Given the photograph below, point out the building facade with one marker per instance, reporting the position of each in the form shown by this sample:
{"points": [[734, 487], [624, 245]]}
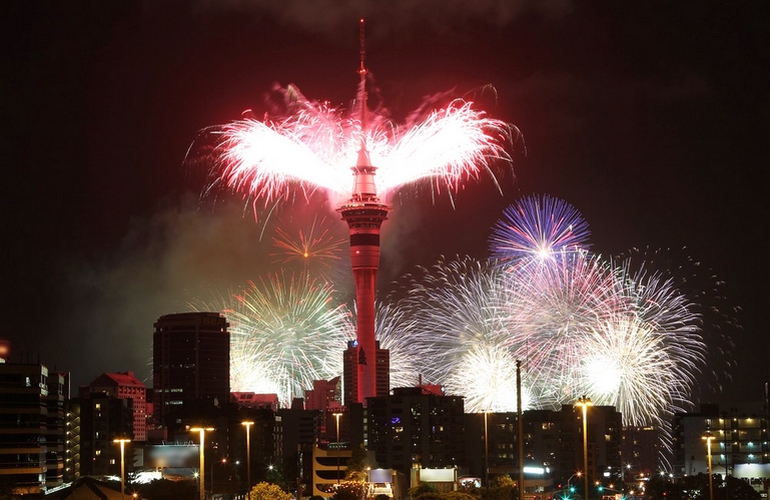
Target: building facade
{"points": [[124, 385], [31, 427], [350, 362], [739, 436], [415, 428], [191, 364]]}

--

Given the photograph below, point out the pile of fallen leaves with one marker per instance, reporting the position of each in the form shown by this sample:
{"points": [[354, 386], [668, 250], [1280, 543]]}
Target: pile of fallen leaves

---

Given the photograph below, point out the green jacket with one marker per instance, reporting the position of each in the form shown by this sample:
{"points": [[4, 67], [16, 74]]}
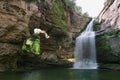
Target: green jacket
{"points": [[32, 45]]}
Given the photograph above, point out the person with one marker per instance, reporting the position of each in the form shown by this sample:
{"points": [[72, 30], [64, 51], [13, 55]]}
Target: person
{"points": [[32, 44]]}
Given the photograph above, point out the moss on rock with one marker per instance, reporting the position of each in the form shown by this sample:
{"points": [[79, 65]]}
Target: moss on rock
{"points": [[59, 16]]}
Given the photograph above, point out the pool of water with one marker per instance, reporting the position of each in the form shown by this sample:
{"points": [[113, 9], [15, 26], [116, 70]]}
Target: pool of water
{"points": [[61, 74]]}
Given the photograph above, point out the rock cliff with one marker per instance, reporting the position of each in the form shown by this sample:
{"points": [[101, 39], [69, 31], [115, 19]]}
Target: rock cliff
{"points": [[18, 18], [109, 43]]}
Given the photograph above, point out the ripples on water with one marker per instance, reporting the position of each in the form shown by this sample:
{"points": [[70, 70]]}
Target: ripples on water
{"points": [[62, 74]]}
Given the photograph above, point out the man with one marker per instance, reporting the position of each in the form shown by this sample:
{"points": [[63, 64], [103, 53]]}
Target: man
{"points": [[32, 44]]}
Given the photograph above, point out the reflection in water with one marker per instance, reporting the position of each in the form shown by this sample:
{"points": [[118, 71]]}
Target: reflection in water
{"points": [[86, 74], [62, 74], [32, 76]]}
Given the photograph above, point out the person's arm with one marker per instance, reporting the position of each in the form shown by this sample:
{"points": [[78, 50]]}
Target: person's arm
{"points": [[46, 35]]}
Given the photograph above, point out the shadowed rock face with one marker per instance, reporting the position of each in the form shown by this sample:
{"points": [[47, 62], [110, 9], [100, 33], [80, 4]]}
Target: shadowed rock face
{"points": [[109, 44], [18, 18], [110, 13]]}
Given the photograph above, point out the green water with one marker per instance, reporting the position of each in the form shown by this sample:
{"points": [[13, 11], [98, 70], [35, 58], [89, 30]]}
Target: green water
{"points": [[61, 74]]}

TASK DETAILS » How many lines in the items above contain the string "pile"? Reply with the number alone.

SOLVED EXERCISE » 2